**CHALLENGE:** Put every line of the entries below into a numbered list, skipping blank lines and leaving out the pictures.

□ □ □

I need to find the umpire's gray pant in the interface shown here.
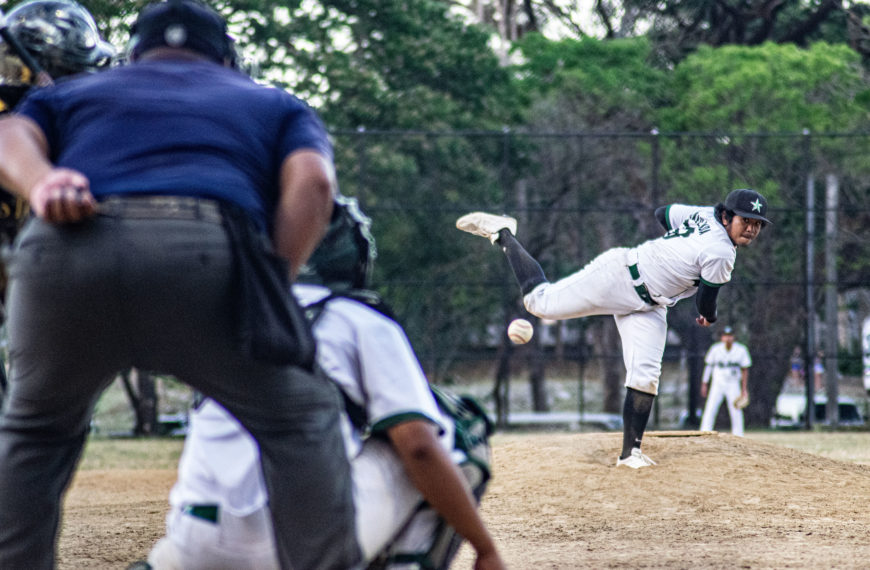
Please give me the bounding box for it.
[0,216,360,570]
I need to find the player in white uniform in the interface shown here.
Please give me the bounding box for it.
[456,189,770,469]
[701,327,752,437]
[148,198,504,570]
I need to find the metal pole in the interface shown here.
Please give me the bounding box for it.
[804,172,816,429]
[824,174,840,427]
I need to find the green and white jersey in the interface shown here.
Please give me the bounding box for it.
[635,204,737,306]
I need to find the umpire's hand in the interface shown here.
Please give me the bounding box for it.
[29,168,97,224]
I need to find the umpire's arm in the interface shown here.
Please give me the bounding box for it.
[0,115,97,224]
[273,149,337,279]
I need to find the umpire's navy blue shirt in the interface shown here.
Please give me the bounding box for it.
[16,60,332,229]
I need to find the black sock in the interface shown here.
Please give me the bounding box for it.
[619,388,655,459]
[495,228,547,296]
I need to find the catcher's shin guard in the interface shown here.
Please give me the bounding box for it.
[366,461,489,570]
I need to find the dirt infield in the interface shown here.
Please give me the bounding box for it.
[58,432,870,570]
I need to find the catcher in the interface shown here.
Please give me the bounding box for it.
[0,0,115,402]
[701,327,752,437]
[146,196,504,570]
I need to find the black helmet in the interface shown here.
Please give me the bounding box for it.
[129,0,236,63]
[3,0,115,78]
[725,188,771,224]
[297,196,377,290]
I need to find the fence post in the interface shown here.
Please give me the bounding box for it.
[803,129,816,429]
[824,174,840,427]
[356,126,366,210]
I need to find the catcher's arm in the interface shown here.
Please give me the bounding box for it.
[387,420,505,570]
[0,10,54,87]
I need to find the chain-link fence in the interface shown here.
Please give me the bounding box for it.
[333,129,870,425]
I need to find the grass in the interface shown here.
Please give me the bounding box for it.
[746,431,870,465]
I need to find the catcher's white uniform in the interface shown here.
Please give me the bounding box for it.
[701,342,752,436]
[149,285,464,570]
[523,204,737,395]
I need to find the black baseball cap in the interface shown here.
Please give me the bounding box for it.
[130,0,235,63]
[725,188,773,224]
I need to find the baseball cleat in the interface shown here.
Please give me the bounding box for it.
[616,447,656,469]
[456,212,517,243]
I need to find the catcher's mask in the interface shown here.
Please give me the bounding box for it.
[0,0,115,81]
[297,196,377,289]
[128,0,236,66]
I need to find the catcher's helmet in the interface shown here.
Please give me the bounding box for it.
[129,0,236,65]
[725,188,771,224]
[297,196,377,289]
[2,0,115,79]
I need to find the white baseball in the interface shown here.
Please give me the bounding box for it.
[508,319,535,344]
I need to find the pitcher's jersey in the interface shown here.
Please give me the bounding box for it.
[704,342,752,382]
[635,204,737,305]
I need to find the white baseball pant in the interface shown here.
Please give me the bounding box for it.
[148,438,438,570]
[523,247,668,395]
[701,378,743,437]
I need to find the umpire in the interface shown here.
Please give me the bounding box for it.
[0,0,360,570]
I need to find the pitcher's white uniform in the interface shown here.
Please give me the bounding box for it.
[149,285,465,570]
[523,204,737,395]
[701,342,752,436]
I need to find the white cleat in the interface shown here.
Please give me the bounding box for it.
[456,212,517,243]
[616,447,656,469]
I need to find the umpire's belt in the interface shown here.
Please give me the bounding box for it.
[182,505,220,523]
[97,195,223,224]
[628,263,658,306]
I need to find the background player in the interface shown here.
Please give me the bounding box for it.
[456,189,770,469]
[701,327,752,437]
[149,194,503,570]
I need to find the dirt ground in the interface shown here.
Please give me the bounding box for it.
[58,432,870,570]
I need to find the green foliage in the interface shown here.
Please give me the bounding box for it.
[515,34,668,122]
[660,43,870,132]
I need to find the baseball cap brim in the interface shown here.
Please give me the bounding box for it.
[734,210,773,224]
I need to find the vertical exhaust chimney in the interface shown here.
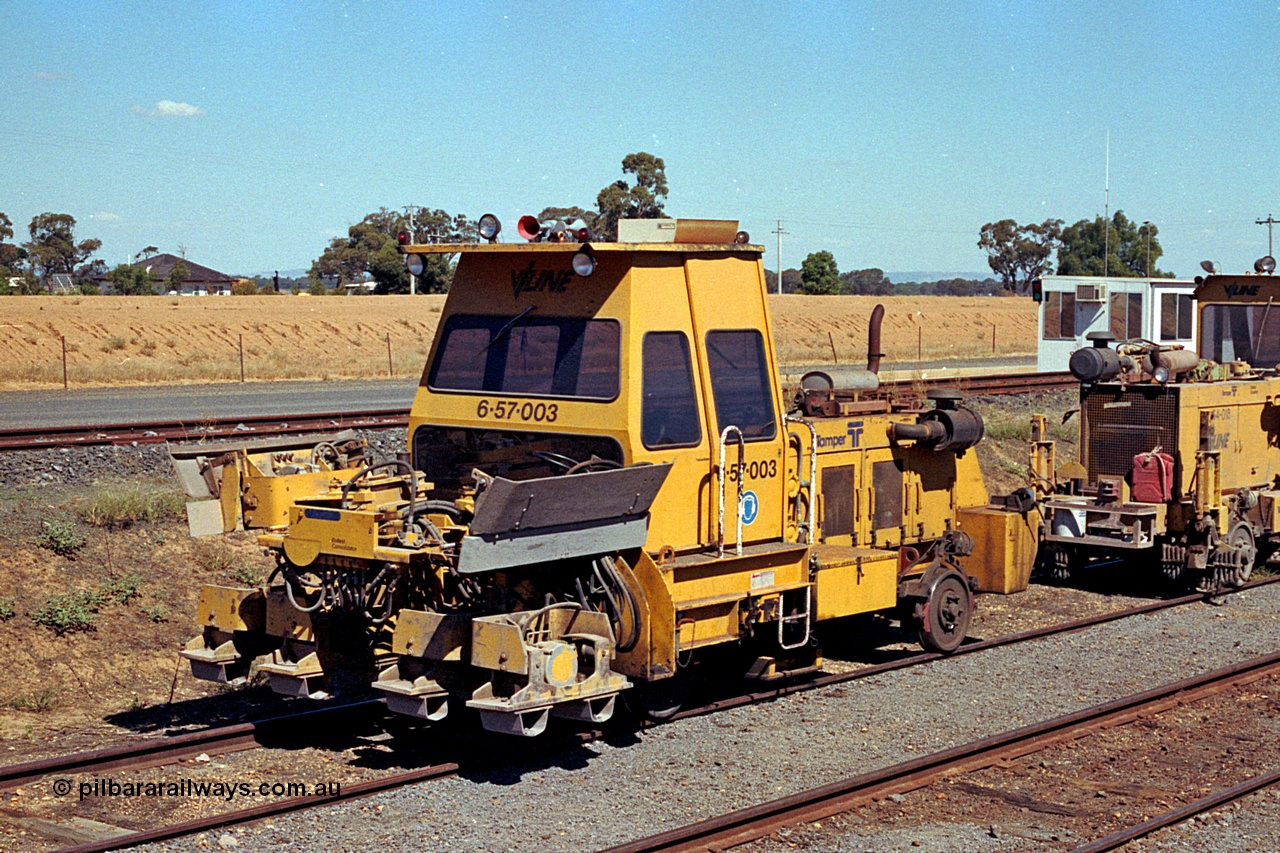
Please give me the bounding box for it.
[867,305,884,375]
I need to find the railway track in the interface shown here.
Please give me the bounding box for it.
[0,371,1076,451]
[605,653,1280,853]
[15,576,1280,853]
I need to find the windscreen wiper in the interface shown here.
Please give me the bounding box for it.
[476,305,538,355]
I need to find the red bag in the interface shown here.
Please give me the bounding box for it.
[1133,447,1174,503]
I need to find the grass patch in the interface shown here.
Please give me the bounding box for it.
[31,589,102,637]
[79,484,187,529]
[9,688,58,712]
[36,521,84,557]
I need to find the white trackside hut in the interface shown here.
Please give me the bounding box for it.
[1036,275,1196,371]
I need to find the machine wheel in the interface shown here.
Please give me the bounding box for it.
[1213,521,1258,587]
[622,670,694,722]
[916,571,973,654]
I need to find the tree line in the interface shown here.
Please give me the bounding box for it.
[0,158,1172,296]
[308,151,668,293]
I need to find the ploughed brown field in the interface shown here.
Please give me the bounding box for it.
[0,295,1036,389]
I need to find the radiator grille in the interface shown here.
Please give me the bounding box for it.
[1082,387,1178,483]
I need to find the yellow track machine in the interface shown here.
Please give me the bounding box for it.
[184,216,1039,735]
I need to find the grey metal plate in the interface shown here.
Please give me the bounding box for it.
[471,462,671,535]
[458,514,649,574]
[165,429,360,498]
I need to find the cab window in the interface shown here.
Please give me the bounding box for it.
[707,329,777,441]
[1160,293,1192,341]
[1043,291,1075,341]
[428,314,620,400]
[640,332,703,448]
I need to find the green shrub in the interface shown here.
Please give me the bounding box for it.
[38,521,84,557]
[9,688,58,712]
[79,484,187,528]
[31,589,102,635]
[97,573,143,605]
[192,539,262,587]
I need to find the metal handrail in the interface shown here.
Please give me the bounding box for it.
[783,415,818,544]
[716,424,746,558]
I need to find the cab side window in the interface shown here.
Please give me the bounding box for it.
[707,329,777,441]
[640,332,703,450]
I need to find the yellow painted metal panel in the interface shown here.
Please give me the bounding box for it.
[196,584,266,631]
[266,587,315,643]
[392,610,471,661]
[956,506,1041,594]
[815,546,897,620]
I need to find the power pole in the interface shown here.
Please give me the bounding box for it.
[1254,214,1280,257]
[773,219,791,296]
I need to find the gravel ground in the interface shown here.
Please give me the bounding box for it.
[127,585,1280,853]
[0,428,406,488]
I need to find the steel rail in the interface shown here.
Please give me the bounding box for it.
[650,575,1280,725]
[0,409,408,451]
[596,653,1280,853]
[0,373,1078,451]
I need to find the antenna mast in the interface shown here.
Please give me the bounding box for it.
[1102,131,1111,278]
[1254,214,1280,257]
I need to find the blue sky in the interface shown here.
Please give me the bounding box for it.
[0,0,1280,277]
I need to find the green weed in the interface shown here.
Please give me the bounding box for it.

□ □ □

**FINISHED EXERCISE:**
1. I need to find the umpire's gray pant in the interface shown here.
2. Please give me the bounding box for it.
3. [0,216,360,570]
4. I need to find the player in white uniform in the interface shown here.
5. Please give me the bounding box for it.
6. [456,189,770,469]
7. [701,327,752,437]
8. [148,198,504,570]
9. I need to find the metal pole in the interface shown here.
10. Please give me the bounding box for it.
11. [804,172,816,429]
12. [824,174,840,427]
13. I need to find the green and white jersey in the interface shown here.
14. Please give me the bounding box for it.
15. [635,204,737,306]
16. I need to find the umpire's hand in the interface shown here.
17. Please give me the bounding box for it.
18. [29,168,97,224]
19. I need to find the umpire's arm in the interface shown here.
20. Please give me the bounding box for it.
21. [0,115,97,224]
22. [273,149,337,279]
23. I need to find the umpire's navy blue shirt in the interface shown here.
24. Please give me the bounding box for it.
25. [16,60,332,229]
26. I need to find the black sock in the interface shown here.
27. Please give me the bounding box for it.
28. [619,388,655,459]
29. [495,228,547,296]
30. I need to find the catcher's shin guard in the interface shown here.
31. Please give me the bounding box for it.
32. [366,461,489,570]
33. I need to find the dirt infield in the interface shown here.
34. Please give me the bounding box for it.
35. [58,432,870,570]
36. I need to find the catcher in the interface shown here.
37. Please give me the bounding box for it.
38. [0,0,115,402]
39. [701,327,752,437]
40. [146,196,504,570]
41. I need to find the black helmet in the interface shown here.
42. Please give me the bounding box for it.
43. [129,0,236,63]
44. [3,0,115,78]
45. [725,188,771,224]
46. [297,196,377,290]
47. I need to find the fence post in the interface shown here.
48. Please give me the bounding box for it.
49. [803,129,816,429]
50. [824,174,840,427]
51. [356,126,366,210]
52. I need to find the catcher's arm in the interface shown here.
53. Please give me the bounding box for it.
54. [387,420,505,570]
55. [0,10,54,87]
56. I need to find the chain-link fence in the interface shown here.
57. Please give me the bounding box for it.
58. [333,129,870,425]
59. I need to find the grass in the interface shown here.
60. Please give me the bounding box for it.
61. [746,431,870,465]
62. I need to find the catcher's white uniform in the interface shown here.
63. Please give me the bounding box for it.
64. [701,342,752,436]
65. [149,285,464,570]
66. [523,204,737,395]
67. I need to find the black baseball cap in the interface shown here.
68. Please give me the bounding box for it.
69. [130,0,235,63]
70. [725,188,773,224]
71. I need to find the baseball cleat in the interface shown here.
72. Please give me the bounding box for it.
73. [616,447,656,469]
74. [456,212,517,243]
75. I need to find the catcher's mask in the interface shown here.
76. Please give me the bounding box for it.
77. [0,0,115,81]
78. [297,196,377,289]
79. [128,0,236,66]
80. I need to find the catcher's helmet in the interface shown here.
81. Please give me the bounding box for it.
82. [129,0,236,65]
83. [725,188,771,224]
84. [297,196,377,289]
85. [2,0,115,79]
86. I need to find the white baseball in the interface shown here.
87. Please give me the bounding box for it.
88. [508,319,535,344]
89. I need to find the pitcher's jersey in the interface shown here.
90. Please give me the bounding box for it.
91. [704,342,752,382]
92. [635,204,737,305]
93. I need to find the white baseball pant in the interface shown here.
94. Please give me the bounding box for it.
95. [148,438,438,570]
96. [523,247,668,395]
97. [701,378,743,437]
98. I need to find the umpire in the interface shown here.
99. Please give me the bounding box for it.
100. [0,0,360,570]
101. I need to find the pitcher's white uniform in the interface shown here.
102. Please give me the bounding box for it.
103. [149,285,465,570]
104. [523,204,737,395]
105. [701,342,752,436]
106. I need to find the white cleat in the interface shown here.
107. Please give me the bounding box for it.
108. [456,212,517,243]
109. [616,447,656,469]
110. I need to find the umpire's belt in the interface shown here.
111. Please give me the bounding box for it.
112. [182,505,220,523]
113. [97,195,223,224]
114. [628,263,658,306]
115. I need to find the background player in the interface shown here.
116. Please give me the bounding box for it.
117. [456,189,770,469]
118. [701,327,752,437]
119. [149,194,503,570]
120. I need to find the dirt ground in the interface shown here.
121. Please give me the bounding box for it.
122. [58,432,870,570]
123. I need to find the green foliage in the interface shown here.
124. Please give me the bounding box for it.
125. [515,34,668,122]
126. [660,43,870,132]
127. I need to find the baseball cap brim in the interface shown here.
128. Please give me the bounding box for it.
129. [734,210,773,224]
130. I need to find the vertical exhaust chimney in the interface shown here.
131. Please give me the bounding box for it.
132. [867,305,884,375]
133. I need to find the railway track in the interface shown here.
134. Please give me the bounding box for it.
135. [0,371,1076,451]
136. [605,653,1280,853]
137. [15,576,1280,853]
138. I need to find the windscreen wiper in the interface shown here.
139. Please give me the bounding box for it.
140. [476,305,538,355]
141. I need to find the red bag in the interface shown here.
142. Please give me the bounding box for it.
143. [1133,447,1174,503]
144. I need to find the grass patch in the interface shown here.
145. Please give me the bounding box for it.
146. [31,589,102,637]
147. [79,484,187,529]
148. [9,688,58,712]
149. [36,521,84,557]
150. I need to find the white trackside hut in the interface shown here.
151. Please give me the bounding box for it.
152. [1036,275,1196,371]
153. I need to find the machine wheel in the interface shown here.
154. Please give me the bounding box for it.
155. [1213,521,1258,587]
156. [622,670,694,722]
157. [916,571,973,654]
158. I need to find the tree line in the interface shown here.
159. Please give me the bounding box for it.
160. [0,158,1172,296]
161. [308,151,668,293]
162. I need to find the ploughed brown field in the interface shown here.
163. Please give me the bounding box for it.
164. [0,295,1036,389]
165. I need to find the radiator grille in the interface shown here.
166. Please give me the bounding box for it.
167. [1082,387,1178,483]
168. I need to find the yellow track machine in the interface shown here.
169. Please give me the bounding box for it.
170. [184,216,1039,735]
171. I need to find the grey metal plate in the interface shown here.
172. Please give me the bounding box for it.
173. [471,462,671,535]
174. [458,514,649,574]
175. [165,429,360,498]
176. I need to find the cab window in the interface shown here.
177. Please give me the bounding box for it.
178. [707,329,777,441]
179. [1160,293,1192,341]
180. [1043,291,1075,341]
181. [428,314,620,400]
182. [640,332,703,448]
183. I need to find the green shrub in the interface shown here.
184. Please give me the bounding box for it.
185. [38,521,84,557]
186. [9,688,58,712]
187. [79,484,187,528]
188. [31,589,102,635]
189. [97,573,143,605]
190. [192,539,262,587]
191. I need to find the metal handrail in the interface shown here.
192. Please give me the bounding box for it.
193. [783,415,818,544]
194. [716,424,746,558]
195. I need to find the cab side window in the interface shown here.
196. Please give me the bounding box for it.
197. [707,329,777,441]
198. [640,332,703,450]
199. I need to find the yellow painted metal panel in the interface shown here.
200. Please give me the bounding box for it.
201. [196,584,266,631]
202. [266,587,315,643]
203. [392,610,471,661]
204. [956,506,1041,594]
205. [815,546,897,620]
206. I need to find the power pole in the interface shown here.
207. Please give me the bounding box for it.
208. [1254,214,1280,257]
209. [773,219,791,296]
210. I need to find the gravel ground in the interface shown here.
211. Please give me the bounding box for it.
212. [127,585,1280,853]
213. [0,428,406,488]
214. I need to find the steel rail in the interface shown here.
215. Please give me the bounding box for it.
216. [650,575,1280,725]
217. [0,409,408,451]
218. [596,653,1280,853]
219. [0,373,1078,451]
220. I need to find the antenna mast in the interface shown here.
221. Please give me the bounding box for it.
222. [1102,131,1111,278]
223. [1254,214,1280,257]
224. I need to find the blue sky in the interface shown here.
225. Please give me the bounding box for it.
226. [0,0,1280,277]
227. I need to find the green weed in the interface shown here.
228. Please give me the bounding box for it.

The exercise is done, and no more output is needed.